* BEGIN Records for the task *
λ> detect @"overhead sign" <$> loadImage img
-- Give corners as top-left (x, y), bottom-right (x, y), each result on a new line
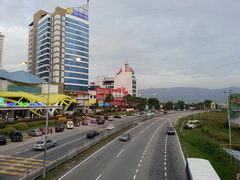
top-left (228, 94), bottom-right (240, 125)
top-left (67, 8), bottom-right (88, 21)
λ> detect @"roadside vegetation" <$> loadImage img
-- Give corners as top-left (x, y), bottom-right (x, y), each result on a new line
top-left (175, 112), bottom-right (240, 180)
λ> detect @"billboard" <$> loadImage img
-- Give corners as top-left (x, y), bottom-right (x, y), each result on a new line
top-left (228, 94), bottom-right (240, 125)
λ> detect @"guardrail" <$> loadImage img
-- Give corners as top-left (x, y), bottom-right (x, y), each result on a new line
top-left (17, 114), bottom-right (159, 180)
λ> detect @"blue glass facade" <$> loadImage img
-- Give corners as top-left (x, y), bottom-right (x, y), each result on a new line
top-left (64, 13), bottom-right (89, 91)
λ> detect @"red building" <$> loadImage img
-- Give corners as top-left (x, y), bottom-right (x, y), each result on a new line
top-left (96, 88), bottom-right (128, 106)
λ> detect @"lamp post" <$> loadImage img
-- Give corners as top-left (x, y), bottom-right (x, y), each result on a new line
top-left (224, 89), bottom-right (232, 149)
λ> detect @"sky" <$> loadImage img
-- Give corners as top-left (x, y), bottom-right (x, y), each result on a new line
top-left (0, 0), bottom-right (240, 89)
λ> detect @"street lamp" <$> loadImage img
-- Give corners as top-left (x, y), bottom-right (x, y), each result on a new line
top-left (224, 89), bottom-right (233, 149)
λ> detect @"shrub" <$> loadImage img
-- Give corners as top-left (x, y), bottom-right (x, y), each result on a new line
top-left (11, 122), bottom-right (28, 130)
top-left (0, 126), bottom-right (16, 135)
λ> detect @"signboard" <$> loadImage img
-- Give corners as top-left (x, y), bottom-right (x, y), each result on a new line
top-left (228, 94), bottom-right (240, 125)
top-left (67, 8), bottom-right (88, 21)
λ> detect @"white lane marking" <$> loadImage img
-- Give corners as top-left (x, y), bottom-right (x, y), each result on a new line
top-left (130, 137), bottom-right (136, 142)
top-left (168, 120), bottom-right (186, 166)
top-left (116, 149), bottom-right (124, 158)
top-left (58, 116), bottom-right (150, 180)
top-left (96, 174), bottom-right (102, 180)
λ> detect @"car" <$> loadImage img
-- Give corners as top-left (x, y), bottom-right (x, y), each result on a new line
top-left (66, 121), bottom-right (74, 129)
top-left (0, 135), bottom-right (7, 145)
top-left (167, 127), bottom-right (175, 135)
top-left (39, 128), bottom-right (52, 134)
top-left (87, 131), bottom-right (99, 139)
top-left (97, 118), bottom-right (105, 125)
top-left (82, 121), bottom-right (88, 126)
top-left (107, 124), bottom-right (116, 130)
top-left (119, 133), bottom-right (131, 141)
top-left (74, 121), bottom-right (81, 126)
top-left (33, 139), bottom-right (57, 150)
top-left (113, 115), bottom-right (121, 119)
top-left (10, 131), bottom-right (23, 142)
top-left (28, 129), bottom-right (42, 136)
top-left (55, 123), bottom-right (65, 132)
top-left (91, 119), bottom-right (97, 124)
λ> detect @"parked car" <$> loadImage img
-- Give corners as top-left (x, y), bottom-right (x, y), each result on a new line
top-left (66, 121), bottom-right (74, 129)
top-left (28, 129), bottom-right (42, 136)
top-left (91, 119), bottom-right (97, 124)
top-left (10, 131), bottom-right (23, 142)
top-left (74, 121), bottom-right (81, 126)
top-left (97, 118), bottom-right (105, 124)
top-left (33, 139), bottom-right (57, 150)
top-left (0, 135), bottom-right (7, 145)
top-left (55, 123), bottom-right (65, 132)
top-left (107, 124), bottom-right (116, 130)
top-left (87, 131), bottom-right (99, 139)
top-left (167, 127), bottom-right (175, 135)
top-left (39, 128), bottom-right (52, 134)
top-left (82, 121), bottom-right (88, 126)
top-left (113, 115), bottom-right (121, 118)
top-left (119, 133), bottom-right (131, 141)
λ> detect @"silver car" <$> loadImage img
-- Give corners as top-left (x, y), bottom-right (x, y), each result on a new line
top-left (33, 139), bottom-right (57, 150)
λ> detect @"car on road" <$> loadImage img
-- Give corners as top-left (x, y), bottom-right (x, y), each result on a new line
top-left (66, 121), bottom-right (74, 129)
top-left (10, 131), bottom-right (23, 142)
top-left (28, 129), bottom-right (42, 136)
top-left (33, 139), bottom-right (57, 150)
top-left (87, 131), bottom-right (99, 139)
top-left (91, 119), bottom-right (97, 124)
top-left (97, 118), bottom-right (105, 125)
top-left (113, 115), bottom-right (122, 119)
top-left (119, 133), bottom-right (131, 141)
top-left (82, 121), bottom-right (88, 126)
top-left (0, 135), bottom-right (7, 145)
top-left (107, 124), bottom-right (116, 130)
top-left (55, 123), bottom-right (65, 132)
top-left (167, 127), bottom-right (175, 135)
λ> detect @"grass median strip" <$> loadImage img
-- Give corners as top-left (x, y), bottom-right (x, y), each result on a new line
* END Records for the task *
What the task asks:
Repeat each entry exactly as it appears; skip any picture.

Solved problem:
λ> detect @"overhead sign" <$> loadImage img
-- Give corners as top-left (x, y), bottom-right (x, y), each result on a new line
top-left (228, 94), bottom-right (240, 125)
top-left (67, 8), bottom-right (88, 21)
λ> detect @"roadside vegetation" <$> loadImage img
-- Give corners as top-left (x, y), bottom-right (x, y), each result on a new line
top-left (175, 112), bottom-right (240, 180)
λ> detect @"billboard" <$> loadImage img
-- Give corners as top-left (x, y), bottom-right (x, y), each result on a new line
top-left (228, 94), bottom-right (240, 125)
λ> detect @"guardrail" <$> loadImage img
-- Give corners as top-left (x, y), bottom-right (x, y), each result on a new line
top-left (17, 114), bottom-right (159, 180)
λ> detect @"blue glass facade" <$> loadImage img
-- Give corners as top-left (x, y), bottom-right (x, y), each result on a new line
top-left (64, 13), bottom-right (89, 91)
λ> detect @"red building" <$> loadImage img
-- Give corners as top-left (x, y), bottom-right (x, y), each result on a new line
top-left (96, 88), bottom-right (128, 106)
λ> detect @"lamp post" <$> loadImage img
-- Give corners as top-left (x, y), bottom-right (x, y), each result on a new line
top-left (224, 89), bottom-right (232, 149)
λ> detect @"sky" <$> loadImage img
-- Give corners as top-left (x, y), bottom-right (x, y), each result on a new line
top-left (0, 0), bottom-right (240, 89)
λ> detect @"street lamp" <$> loadImage img
-- Give corners as top-left (x, y), bottom-right (x, y), each result on a new line
top-left (224, 89), bottom-right (233, 149)
λ> detect @"shrub" <$> loadImage img
-- Give corners as top-left (x, y), bottom-right (x, y), each result on a new line
top-left (11, 122), bottom-right (28, 130)
top-left (0, 126), bottom-right (16, 135)
λ> detect @"signboard" <$> loadImage img
-- Give corners as top-left (x, y), bottom-right (x, y), each result on a new line
top-left (228, 94), bottom-right (240, 125)
top-left (67, 8), bottom-right (88, 21)
λ> detect @"white lane marking" <$> loadImage img
-- Give corners as top-left (x, y), bottom-right (x, y), each result on a new line
top-left (130, 137), bottom-right (136, 142)
top-left (168, 120), bottom-right (186, 166)
top-left (116, 149), bottom-right (124, 158)
top-left (58, 116), bottom-right (150, 180)
top-left (96, 174), bottom-right (102, 180)
λ> detect @"car" <$> loadImage img
-- Give corners as top-left (x, y), bottom-right (x, y), each result on a new line
top-left (66, 121), bottom-right (74, 129)
top-left (0, 135), bottom-right (7, 145)
top-left (167, 127), bottom-right (175, 135)
top-left (39, 128), bottom-right (52, 134)
top-left (87, 131), bottom-right (99, 139)
top-left (97, 118), bottom-right (105, 125)
top-left (82, 121), bottom-right (88, 126)
top-left (107, 124), bottom-right (116, 130)
top-left (119, 133), bottom-right (131, 141)
top-left (74, 121), bottom-right (81, 126)
top-left (33, 139), bottom-right (57, 150)
top-left (113, 115), bottom-right (121, 119)
top-left (10, 131), bottom-right (23, 142)
top-left (28, 129), bottom-right (42, 136)
top-left (55, 123), bottom-right (65, 132)
top-left (91, 119), bottom-right (97, 124)
λ> detect @"parked car" <$> loadImage img
-- Give corners as top-left (x, y), bottom-right (x, y), each result on a new line
top-left (66, 121), bottom-right (74, 129)
top-left (28, 129), bottom-right (42, 136)
top-left (91, 119), bottom-right (97, 124)
top-left (10, 131), bottom-right (23, 142)
top-left (74, 121), bottom-right (81, 126)
top-left (97, 118), bottom-right (105, 124)
top-left (33, 139), bottom-right (57, 150)
top-left (0, 135), bottom-right (7, 145)
top-left (55, 123), bottom-right (65, 132)
top-left (107, 124), bottom-right (116, 130)
top-left (87, 131), bottom-right (99, 139)
top-left (167, 127), bottom-right (175, 135)
top-left (39, 128), bottom-right (52, 134)
top-left (82, 121), bottom-right (88, 126)
top-left (113, 115), bottom-right (121, 118)
top-left (119, 133), bottom-right (131, 141)
λ> detect @"silver car" <$> loadImage img
-- Give corners as top-left (x, y), bottom-right (x, y), each result on a new line
top-left (33, 139), bottom-right (57, 150)
λ> detect @"car on road" <$> loadImage img
-- Give corners as top-left (x, y), bottom-right (x, y), each result on a new line
top-left (66, 121), bottom-right (74, 129)
top-left (10, 131), bottom-right (23, 142)
top-left (28, 129), bottom-right (42, 136)
top-left (33, 139), bottom-right (57, 150)
top-left (87, 131), bottom-right (99, 139)
top-left (91, 119), bottom-right (97, 124)
top-left (97, 118), bottom-right (105, 125)
top-left (113, 115), bottom-right (122, 119)
top-left (119, 133), bottom-right (131, 141)
top-left (82, 121), bottom-right (88, 126)
top-left (0, 135), bottom-right (7, 145)
top-left (107, 124), bottom-right (116, 130)
top-left (55, 123), bottom-right (65, 132)
top-left (167, 127), bottom-right (175, 135)
λ> detect @"grass median strip" <$> loadImage img
-- Give corners as top-left (x, y), bottom-right (x, y), each result on a new line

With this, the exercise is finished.